DIRECTION
Rewrite all the entries below, changing each "thickest part" to "widest part" and keeping everything else the same. Leave the pictures out.

━━━

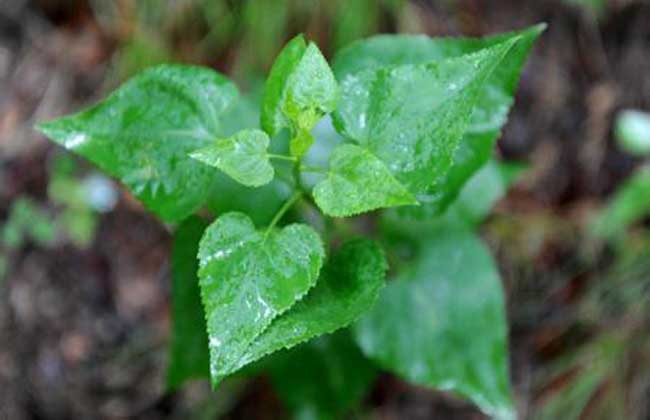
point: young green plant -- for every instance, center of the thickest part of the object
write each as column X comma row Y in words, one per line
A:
column 415, row 121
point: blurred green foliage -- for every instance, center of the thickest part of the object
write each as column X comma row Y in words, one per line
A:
column 243, row 35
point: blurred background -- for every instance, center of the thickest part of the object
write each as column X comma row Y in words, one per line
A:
column 84, row 273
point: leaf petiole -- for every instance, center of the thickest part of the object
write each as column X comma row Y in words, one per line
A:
column 313, row 169
column 285, row 207
column 282, row 157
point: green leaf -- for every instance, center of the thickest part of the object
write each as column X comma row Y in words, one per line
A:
column 300, row 90
column 143, row 133
column 349, row 286
column 248, row 278
column 494, row 98
column 412, row 117
column 332, row 378
column 358, row 182
column 632, row 130
column 441, row 322
column 630, row 203
column 189, row 357
column 242, row 156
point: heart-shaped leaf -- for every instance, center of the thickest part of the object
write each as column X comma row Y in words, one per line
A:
column 301, row 88
column 412, row 117
column 357, row 182
column 242, row 156
column 143, row 132
column 491, row 110
column 189, row 356
column 248, row 278
column 349, row 286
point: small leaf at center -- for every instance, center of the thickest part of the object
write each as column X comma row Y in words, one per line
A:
column 242, row 156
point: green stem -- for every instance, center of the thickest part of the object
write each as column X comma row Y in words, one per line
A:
column 314, row 169
column 287, row 205
column 282, row 157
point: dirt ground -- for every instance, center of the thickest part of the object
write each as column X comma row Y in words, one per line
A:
column 83, row 332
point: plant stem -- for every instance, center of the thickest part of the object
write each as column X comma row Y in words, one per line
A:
column 287, row 205
column 282, row 157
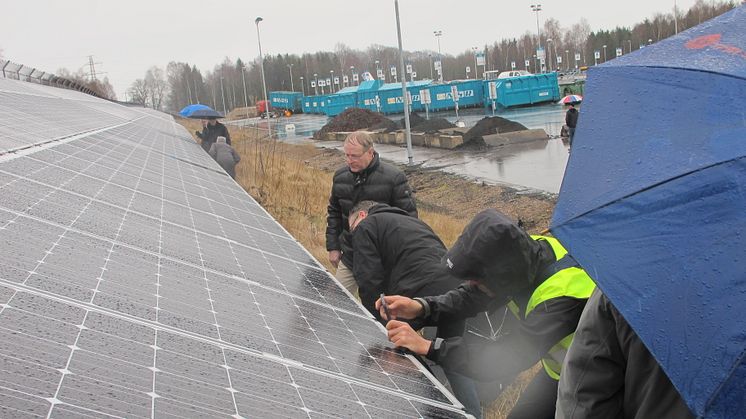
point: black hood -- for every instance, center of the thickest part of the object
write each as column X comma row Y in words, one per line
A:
column 496, row 252
column 379, row 208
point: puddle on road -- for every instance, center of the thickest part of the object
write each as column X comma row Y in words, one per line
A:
column 536, row 165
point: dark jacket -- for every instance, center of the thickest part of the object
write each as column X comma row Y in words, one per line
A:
column 571, row 117
column 398, row 255
column 380, row 182
column 609, row 373
column 495, row 251
column 210, row 134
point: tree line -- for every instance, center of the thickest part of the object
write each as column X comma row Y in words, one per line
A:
column 232, row 84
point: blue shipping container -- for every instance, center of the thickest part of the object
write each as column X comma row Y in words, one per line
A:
column 470, row 94
column 523, row 90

━━━

ANSWER TO THE PROBLEM
point: young green plant -- for every instance, center of the widest part of the object
write each as column X comma row Y in words, one per line
A:
column 415, row 121
point: blurred green foliage -- for every instance, center of the widest part of the object
write each as column X comma row Y in words, one per line
A:
column 243, row 35
point: blurred background -- for every instance, center of the widest part of the object
write each as column X comma row Y in words, one per line
A:
column 84, row 273
point: leaf petiole -- for every instance, center of the widest part of the object
write each as column X comma row Y in words, one per line
A:
column 313, row 169
column 285, row 207
column 282, row 157
point: green leaf -- for every instance, center of the widest part of the object
write each as column X comma row Y in words, one per line
A:
column 300, row 90
column 143, row 133
column 349, row 286
column 248, row 278
column 494, row 98
column 412, row 117
column 332, row 378
column 358, row 182
column 632, row 130
column 441, row 322
column 630, row 203
column 189, row 357
column 242, row 156
point: heart-shaped leaf -- for every instance, center of the widest part of the object
write each as column X comma row Y in words, one per line
A:
column 301, row 88
column 412, row 117
column 357, row 182
column 242, row 156
column 143, row 132
column 491, row 110
column 189, row 356
column 248, row 278
column 349, row 286
point: small leaf at center -- for every instance, center of the widest part of the object
write each as column X comma row Y in words, one per line
A:
column 242, row 156
point: green stem -- for every instance, center of the widest part of the object
write each as column X comma row Y in words, one per line
A:
column 314, row 169
column 287, row 205
column 282, row 157
point: dirt ground -- for every instance, center of the widest part of the object
write each as column X comma row Y in words, one per line
A:
column 83, row 332
point: plant stem -- for every instance, center of the widest part of the object
write each as column X comma row Y in words, one per line
A:
column 287, row 205
column 282, row 157
point: black hood -- for every instance, center of the widest part of the object
write each as column X comma row Y in words, one per line
A:
column 496, row 252
column 379, row 208
point: puddle on road -- for every instance, center of the widest part of the object
write each as column X comma row Y in words, one per line
A:
column 536, row 165
point: dark jacket -- for every instance, center of the widest part of the object
write each as column X comma row Y in words, one per line
A:
column 571, row 117
column 398, row 255
column 380, row 182
column 609, row 373
column 495, row 251
column 210, row 134
point: tree line -- for every instance, center of the widest part of the object
write each as column X comma row Y in words, one per line
A:
column 232, row 84
point: blue shipping container -- for every instance, center of the widest part of the object
write each as column X comma row Y in words, one per line
A:
column 470, row 94
column 523, row 90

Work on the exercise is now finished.